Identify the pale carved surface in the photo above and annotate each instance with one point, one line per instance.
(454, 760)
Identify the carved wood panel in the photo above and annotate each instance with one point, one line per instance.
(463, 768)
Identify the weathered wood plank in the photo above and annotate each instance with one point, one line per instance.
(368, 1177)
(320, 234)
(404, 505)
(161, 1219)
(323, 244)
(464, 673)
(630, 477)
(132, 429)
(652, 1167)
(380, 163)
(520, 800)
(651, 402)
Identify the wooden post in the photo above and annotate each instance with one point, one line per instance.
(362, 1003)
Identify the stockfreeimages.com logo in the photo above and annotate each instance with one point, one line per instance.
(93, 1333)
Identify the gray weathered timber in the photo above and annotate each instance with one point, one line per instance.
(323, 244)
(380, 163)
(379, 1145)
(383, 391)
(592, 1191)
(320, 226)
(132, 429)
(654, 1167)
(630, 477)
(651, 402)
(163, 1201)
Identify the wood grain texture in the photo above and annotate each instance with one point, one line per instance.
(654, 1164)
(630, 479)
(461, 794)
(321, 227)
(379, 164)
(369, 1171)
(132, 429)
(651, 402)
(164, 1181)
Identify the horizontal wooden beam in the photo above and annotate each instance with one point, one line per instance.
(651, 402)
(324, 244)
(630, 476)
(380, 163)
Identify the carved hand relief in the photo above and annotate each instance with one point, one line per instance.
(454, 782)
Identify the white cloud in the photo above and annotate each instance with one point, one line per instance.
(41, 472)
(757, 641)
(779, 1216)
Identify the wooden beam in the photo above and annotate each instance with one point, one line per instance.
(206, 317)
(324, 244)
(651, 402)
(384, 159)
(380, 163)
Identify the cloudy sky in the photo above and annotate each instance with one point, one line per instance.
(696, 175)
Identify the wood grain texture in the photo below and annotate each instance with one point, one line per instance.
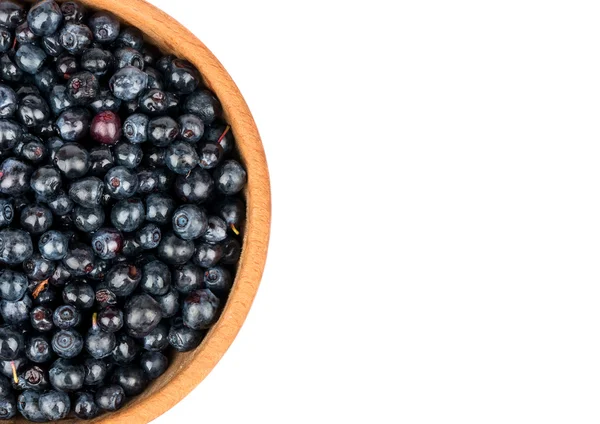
(187, 370)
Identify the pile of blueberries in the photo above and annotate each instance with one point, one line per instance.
(120, 210)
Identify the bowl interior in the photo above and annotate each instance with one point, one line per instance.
(187, 370)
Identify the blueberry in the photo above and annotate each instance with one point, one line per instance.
(110, 319)
(200, 309)
(216, 231)
(105, 297)
(16, 312)
(79, 294)
(154, 102)
(6, 39)
(30, 58)
(208, 254)
(130, 37)
(128, 214)
(121, 183)
(38, 350)
(126, 350)
(32, 378)
(72, 160)
(45, 17)
(230, 177)
(181, 157)
(72, 11)
(191, 128)
(188, 278)
(204, 104)
(66, 66)
(9, 70)
(154, 364)
(142, 315)
(41, 319)
(102, 160)
(106, 128)
(182, 338)
(149, 236)
(66, 376)
(156, 278)
(182, 77)
(15, 246)
(100, 344)
(218, 279)
(110, 398)
(162, 131)
(189, 222)
(67, 343)
(24, 34)
(88, 220)
(97, 61)
(53, 245)
(75, 37)
(123, 279)
(87, 192)
(107, 243)
(128, 83)
(8, 101)
(7, 212)
(105, 26)
(38, 268)
(84, 406)
(36, 219)
(10, 133)
(60, 277)
(79, 260)
(59, 100)
(8, 407)
(175, 251)
(147, 181)
(128, 155)
(196, 187)
(135, 128)
(95, 371)
(11, 344)
(82, 88)
(232, 250)
(126, 56)
(55, 405)
(73, 124)
(12, 13)
(51, 45)
(28, 406)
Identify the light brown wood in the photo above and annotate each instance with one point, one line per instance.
(187, 370)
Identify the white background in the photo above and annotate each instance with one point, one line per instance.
(436, 221)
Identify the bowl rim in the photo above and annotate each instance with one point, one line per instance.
(172, 37)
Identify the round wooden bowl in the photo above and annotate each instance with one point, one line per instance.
(187, 370)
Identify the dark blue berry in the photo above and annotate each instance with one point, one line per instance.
(45, 17)
(30, 58)
(175, 251)
(128, 83)
(75, 37)
(84, 406)
(128, 214)
(15, 246)
(189, 222)
(55, 405)
(67, 343)
(142, 315)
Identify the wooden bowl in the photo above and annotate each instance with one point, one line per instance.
(187, 370)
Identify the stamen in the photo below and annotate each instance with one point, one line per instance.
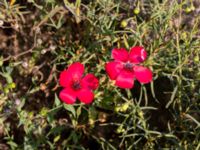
(76, 85)
(128, 66)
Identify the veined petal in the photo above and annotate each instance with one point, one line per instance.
(113, 69)
(143, 74)
(65, 78)
(120, 54)
(125, 79)
(86, 96)
(76, 69)
(137, 54)
(68, 96)
(90, 82)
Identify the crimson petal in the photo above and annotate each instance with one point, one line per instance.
(125, 80)
(143, 74)
(74, 72)
(86, 96)
(65, 78)
(90, 82)
(137, 54)
(120, 54)
(113, 69)
(68, 96)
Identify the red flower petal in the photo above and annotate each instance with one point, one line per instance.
(90, 82)
(68, 96)
(113, 69)
(125, 79)
(86, 96)
(143, 74)
(137, 54)
(75, 71)
(120, 54)
(65, 78)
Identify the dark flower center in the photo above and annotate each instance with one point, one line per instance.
(76, 85)
(128, 66)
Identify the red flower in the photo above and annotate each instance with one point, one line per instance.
(77, 86)
(125, 67)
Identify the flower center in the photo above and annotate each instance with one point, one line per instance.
(76, 85)
(128, 66)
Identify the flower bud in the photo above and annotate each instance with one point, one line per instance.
(136, 11)
(124, 23)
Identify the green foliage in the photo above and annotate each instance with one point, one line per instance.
(40, 38)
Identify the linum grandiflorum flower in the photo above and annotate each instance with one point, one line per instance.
(126, 67)
(76, 85)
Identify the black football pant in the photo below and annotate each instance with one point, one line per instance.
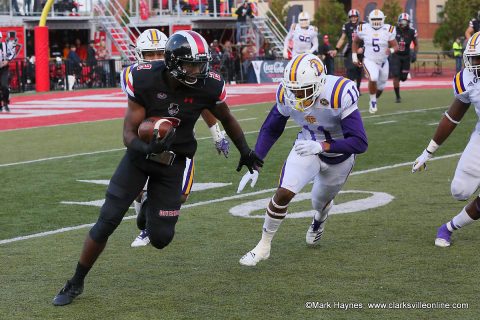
(164, 192)
(4, 91)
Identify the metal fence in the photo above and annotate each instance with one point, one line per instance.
(102, 74)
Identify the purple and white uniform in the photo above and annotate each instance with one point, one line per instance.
(333, 118)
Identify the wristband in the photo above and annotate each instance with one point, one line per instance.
(432, 147)
(216, 132)
(354, 57)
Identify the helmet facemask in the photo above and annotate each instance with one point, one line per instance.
(471, 59)
(302, 95)
(189, 70)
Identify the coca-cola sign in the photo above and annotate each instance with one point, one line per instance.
(267, 71)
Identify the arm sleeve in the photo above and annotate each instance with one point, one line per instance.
(271, 130)
(459, 88)
(314, 47)
(355, 138)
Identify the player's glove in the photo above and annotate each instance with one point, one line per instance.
(246, 178)
(308, 147)
(250, 160)
(421, 162)
(160, 145)
(223, 146)
(413, 57)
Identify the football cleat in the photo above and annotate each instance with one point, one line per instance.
(443, 236)
(315, 231)
(141, 240)
(259, 253)
(69, 292)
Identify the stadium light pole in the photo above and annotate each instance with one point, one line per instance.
(41, 51)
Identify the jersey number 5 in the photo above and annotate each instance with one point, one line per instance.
(375, 45)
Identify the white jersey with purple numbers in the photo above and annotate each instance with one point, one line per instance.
(466, 88)
(304, 40)
(376, 41)
(322, 121)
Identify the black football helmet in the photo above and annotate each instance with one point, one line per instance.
(187, 57)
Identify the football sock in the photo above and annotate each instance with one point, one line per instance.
(460, 220)
(80, 273)
(270, 226)
(397, 92)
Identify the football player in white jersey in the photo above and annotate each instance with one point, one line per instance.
(150, 47)
(332, 133)
(303, 35)
(379, 41)
(466, 181)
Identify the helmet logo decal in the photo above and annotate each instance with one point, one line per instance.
(317, 65)
(293, 71)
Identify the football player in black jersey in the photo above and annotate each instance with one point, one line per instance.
(473, 26)
(348, 33)
(150, 47)
(180, 88)
(400, 60)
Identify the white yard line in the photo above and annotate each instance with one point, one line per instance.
(201, 203)
(386, 122)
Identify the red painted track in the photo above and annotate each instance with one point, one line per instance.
(55, 108)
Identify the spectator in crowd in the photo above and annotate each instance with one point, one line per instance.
(473, 26)
(74, 66)
(457, 53)
(327, 54)
(66, 50)
(243, 11)
(81, 50)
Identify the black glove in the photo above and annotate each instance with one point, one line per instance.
(160, 145)
(251, 160)
(413, 57)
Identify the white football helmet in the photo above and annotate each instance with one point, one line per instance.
(304, 19)
(376, 18)
(150, 40)
(472, 51)
(304, 79)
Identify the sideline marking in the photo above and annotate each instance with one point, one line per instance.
(239, 196)
(202, 138)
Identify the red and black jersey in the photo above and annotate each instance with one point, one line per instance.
(146, 85)
(404, 38)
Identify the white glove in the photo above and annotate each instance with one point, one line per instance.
(421, 162)
(247, 177)
(308, 147)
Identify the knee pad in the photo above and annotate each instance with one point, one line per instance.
(460, 190)
(111, 215)
(161, 237)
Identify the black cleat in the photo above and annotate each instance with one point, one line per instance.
(69, 292)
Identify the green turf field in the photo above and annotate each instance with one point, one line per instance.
(381, 255)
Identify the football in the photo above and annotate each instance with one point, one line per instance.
(154, 124)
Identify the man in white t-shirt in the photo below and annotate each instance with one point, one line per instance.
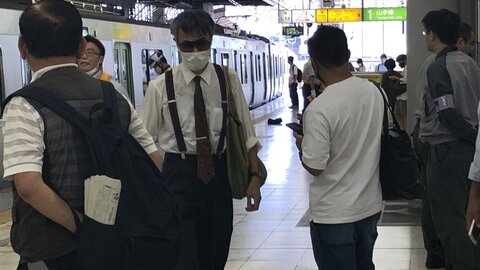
(341, 149)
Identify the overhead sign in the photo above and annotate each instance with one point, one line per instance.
(344, 15)
(385, 14)
(285, 16)
(321, 15)
(292, 30)
(303, 16)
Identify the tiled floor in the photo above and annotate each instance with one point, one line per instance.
(269, 239)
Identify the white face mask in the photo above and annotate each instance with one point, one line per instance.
(195, 61)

===============

• **The task**
For the entries above, transcribe precisely the lines from the one with "Identify the overhead" through the end, including both.

• **Result of the exercise**
Identify the overhead sign in the photo above and annotate each instance with one point, one line per instance.
(344, 15)
(385, 14)
(285, 16)
(321, 15)
(292, 30)
(303, 16)
Identify the tiled floor in the photo above and annotate each instance with one point, one line per instance.
(269, 239)
Identify the white face mask in the photo above and annotate each instance with one point, one line per instance.
(195, 61)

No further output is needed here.